[Texto citado]:
Ocurre, sin embargo, que del análisis de los antecedentes de tal estado de cosas pueden derivarse consecuencias clarificadoras, sobre todo en una perspectiva de prevención y reconstrucción. En esta línea debe decirse que en el principio de esta situación están los delitos: determinada categoría de conductas que, por su endiablada complejidad y opacidad y por el poder formal y fáctico de sus posibles autores, desencadenan tal cúmulo de tensiones y tan intensas que no hay marco jurisdiccional que las resista fácilmente. Y más cuando ese marco -no por casualidad, estructuralmente débil y, por ello, muy sensible a las pulsiones del ambiente- termina por ser el espacio al que se desplaza buena parte del conflicto político no resuelto a tiempo en las sedes que correspondería.

El segundo momento de los resultados del "barómetro" a que he aludido sé mueve, creo, en otra dimensión. Y, con sinceridad, diré que su estimación puede pecar de optimista, porque, aunque el funcionariado judicial en su conjunto tratase así de bien a justiciables y demandantes de justicia, no dejaría de existir un objetivo maltrato institucional, derivado muchas veces de la demoledora relación de los inputs y los outputs y, siempre, de las bien conocidas disfunciones y rutinas burocráticas y de los hábitos que conocidamente generan.

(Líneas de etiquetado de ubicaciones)
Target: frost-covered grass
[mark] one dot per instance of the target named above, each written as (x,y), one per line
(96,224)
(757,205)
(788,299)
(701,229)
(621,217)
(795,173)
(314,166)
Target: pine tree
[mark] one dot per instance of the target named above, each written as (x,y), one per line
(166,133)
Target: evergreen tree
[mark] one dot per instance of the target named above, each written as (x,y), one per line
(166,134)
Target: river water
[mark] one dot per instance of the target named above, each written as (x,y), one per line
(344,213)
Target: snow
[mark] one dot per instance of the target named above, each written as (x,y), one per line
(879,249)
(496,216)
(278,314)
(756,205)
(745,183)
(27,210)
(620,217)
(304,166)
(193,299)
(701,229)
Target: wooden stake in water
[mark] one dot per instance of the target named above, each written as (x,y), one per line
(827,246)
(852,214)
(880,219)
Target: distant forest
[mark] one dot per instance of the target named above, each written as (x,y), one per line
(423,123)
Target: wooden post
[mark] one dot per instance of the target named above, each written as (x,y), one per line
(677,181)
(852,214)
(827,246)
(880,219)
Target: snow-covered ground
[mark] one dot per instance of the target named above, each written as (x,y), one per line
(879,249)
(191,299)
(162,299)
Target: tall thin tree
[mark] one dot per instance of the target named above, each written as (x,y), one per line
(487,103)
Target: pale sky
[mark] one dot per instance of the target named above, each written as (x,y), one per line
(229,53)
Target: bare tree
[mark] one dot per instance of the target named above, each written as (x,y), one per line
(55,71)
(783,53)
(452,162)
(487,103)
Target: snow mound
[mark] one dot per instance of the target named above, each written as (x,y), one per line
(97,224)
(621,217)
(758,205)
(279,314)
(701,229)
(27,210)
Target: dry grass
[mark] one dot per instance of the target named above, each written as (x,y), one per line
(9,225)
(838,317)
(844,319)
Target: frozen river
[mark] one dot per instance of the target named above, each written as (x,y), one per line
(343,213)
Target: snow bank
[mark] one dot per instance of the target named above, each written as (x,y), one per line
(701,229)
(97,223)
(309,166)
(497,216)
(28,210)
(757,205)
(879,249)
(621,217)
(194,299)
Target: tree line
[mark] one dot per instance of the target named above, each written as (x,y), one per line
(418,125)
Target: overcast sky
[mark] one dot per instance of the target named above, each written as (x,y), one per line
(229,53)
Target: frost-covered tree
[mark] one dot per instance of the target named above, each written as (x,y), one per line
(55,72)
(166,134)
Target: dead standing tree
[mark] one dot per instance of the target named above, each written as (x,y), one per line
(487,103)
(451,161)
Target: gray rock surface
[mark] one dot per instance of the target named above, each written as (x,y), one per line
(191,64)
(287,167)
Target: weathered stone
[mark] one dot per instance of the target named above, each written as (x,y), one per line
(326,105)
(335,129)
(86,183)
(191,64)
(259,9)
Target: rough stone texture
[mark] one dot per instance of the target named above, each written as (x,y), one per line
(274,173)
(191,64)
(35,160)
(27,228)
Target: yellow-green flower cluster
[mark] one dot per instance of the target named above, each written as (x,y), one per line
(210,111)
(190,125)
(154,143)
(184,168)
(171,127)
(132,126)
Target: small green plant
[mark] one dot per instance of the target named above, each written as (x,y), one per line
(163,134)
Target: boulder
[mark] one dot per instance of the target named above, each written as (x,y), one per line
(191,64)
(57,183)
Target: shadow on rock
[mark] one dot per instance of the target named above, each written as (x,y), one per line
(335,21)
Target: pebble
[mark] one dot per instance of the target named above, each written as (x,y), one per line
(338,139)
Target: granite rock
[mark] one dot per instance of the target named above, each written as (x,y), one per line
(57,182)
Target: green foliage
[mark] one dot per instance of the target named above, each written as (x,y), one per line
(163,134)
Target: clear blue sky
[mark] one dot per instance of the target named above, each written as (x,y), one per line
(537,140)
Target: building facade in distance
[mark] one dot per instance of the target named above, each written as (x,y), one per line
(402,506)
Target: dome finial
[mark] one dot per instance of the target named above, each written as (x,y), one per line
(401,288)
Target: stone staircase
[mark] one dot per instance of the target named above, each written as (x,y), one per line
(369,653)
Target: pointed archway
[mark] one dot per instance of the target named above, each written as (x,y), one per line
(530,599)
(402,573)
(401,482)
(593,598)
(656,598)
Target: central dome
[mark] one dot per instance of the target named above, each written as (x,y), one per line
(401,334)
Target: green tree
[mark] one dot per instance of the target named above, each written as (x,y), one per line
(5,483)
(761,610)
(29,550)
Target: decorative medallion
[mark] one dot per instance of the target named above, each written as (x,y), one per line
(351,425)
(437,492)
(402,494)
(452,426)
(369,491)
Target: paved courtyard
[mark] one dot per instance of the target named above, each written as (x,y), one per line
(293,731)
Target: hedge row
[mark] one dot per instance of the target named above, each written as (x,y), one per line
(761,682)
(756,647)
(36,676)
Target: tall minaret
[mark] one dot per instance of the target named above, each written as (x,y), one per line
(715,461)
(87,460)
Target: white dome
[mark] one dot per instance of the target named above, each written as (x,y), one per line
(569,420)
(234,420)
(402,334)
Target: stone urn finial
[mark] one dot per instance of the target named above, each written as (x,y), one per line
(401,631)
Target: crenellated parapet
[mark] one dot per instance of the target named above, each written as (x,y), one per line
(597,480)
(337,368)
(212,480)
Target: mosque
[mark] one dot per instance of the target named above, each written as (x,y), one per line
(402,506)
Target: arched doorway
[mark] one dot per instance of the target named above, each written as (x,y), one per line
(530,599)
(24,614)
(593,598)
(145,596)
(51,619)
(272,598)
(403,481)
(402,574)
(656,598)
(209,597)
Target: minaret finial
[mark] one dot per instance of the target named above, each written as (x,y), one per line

[Tareas del ejercicio]:
1. Según el texto citado, ¿qué rasgos de esa categoría de conductas hacen que desencadenen tantas y tan intensas tensiones? Enuméralos todos.
2. ¿Puedes copiar del texto citado, sin alterar nada, el fragmento que empieza en "El segundo momento" y termina en "que conocidamente generan."?

[Respuestas correctas]:
1.
- La endiablada complejidad
- La opacidad
- El poder formal y fáctico de sus posibles autores

2.
El segundo momento de los resultados del "barómetro" a que he aludido sé mueve, creo, en otra dimensión. Y, con sinceridad, diré que su estimación puede pecar de optimista, porque, aunque el funcionariado judicial en su conjunto tratase así de bien a justiciables y demandantes de justicia, no dejaría de existir un objetivo maltrato institucional, derivado muchas veces de la demoledora relación de los inputs y los outputs y, siempre, de las bien conocidas disfunciones y rutinas burocráticas y de los hábitos que conocidamente generan.